# Text Classification
 - https://realpython.com/python-keras-text-classification/

## 1. Choosing a Data Set

In [2]:
import pandas as pd

filepath_dict = {'yelp':   'dataset/yelp_labelled.txt',
                 'amazon': 'dataset/amazon_cells_labelled.txt',
                 'imdb':   'dataset/imdb_labelled.txt'}

df_list = []
for source, filepath in filepath_dict.items():
    df = pd.read_csv(filepath, names=['sentence', 'label'], sep='\t')
    df['source'] = source  # Add another column filled with the source name
    df_list.append(df)

df = pd.concat(df_list)
print(df.iloc[0])

sentence    Wow... Loved this place.
label                              1
source                          yelp
Name: 0, dtype: object


In [8]:
df

Unnamed: 0,sentence,label,source
0,Wow... Loved this place.,1,yelp
1,Crust is not good.,0,yelp
2,Not tasty and the texture was just nasty.,0,yelp
3,Stopped by during the late May bank holiday of...,1,yelp
4,The selection on the menu was great and so wer...,1,yelp
...,...,...,...
743,I just got bored watching Jessice Lange take h...,0,imdb
744,"Unfortunately, any virtue in this film's produ...",0,imdb
745,"In a word, it is embarrassing.",0,imdb
746,Exceptionally bad!,0,imdb


### check.  CountVectorizer

In [19]:
sentences = ['John likes ice cream', 'John hates chocolate.', 'John likes John']

In [20]:
from sklearn.feature_extraction.text import CountVectorizer

vectorizer = CountVectorizer(min_df=0, lowercase=False)
vectorizer.fit(sentences)
vectorizer.vocabulary_

{'John': 0, 'likes': 5, 'ice': 4, 'cream': 2, 'hates': 3, 'chocolate': 1}

In [21]:
vectorizer.get_feature_names()

['John', 'chocolate', 'cream', 'hates', 'ice', 'likes']

In [22]:
vectorizer.transform(sentences).toarray()

array([[1, 0, 1, 0, 1, 1],
       [1, 1, 0, 1, 0, 0],
       [2, 0, 0, 0, 0, 1]])
══════════
- **Stated goal**
In the text classification notebook, what separator is passed to pd.read_csv when each data file is loaded? The entries that follow the text classification notebook are separate material.
══════════
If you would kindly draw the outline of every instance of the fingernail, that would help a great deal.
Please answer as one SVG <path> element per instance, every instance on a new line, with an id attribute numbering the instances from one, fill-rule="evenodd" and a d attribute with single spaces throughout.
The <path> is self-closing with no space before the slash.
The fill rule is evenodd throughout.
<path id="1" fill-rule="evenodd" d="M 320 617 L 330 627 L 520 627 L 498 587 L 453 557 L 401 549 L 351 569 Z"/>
══════════
- **Result**
A tab character ('\t').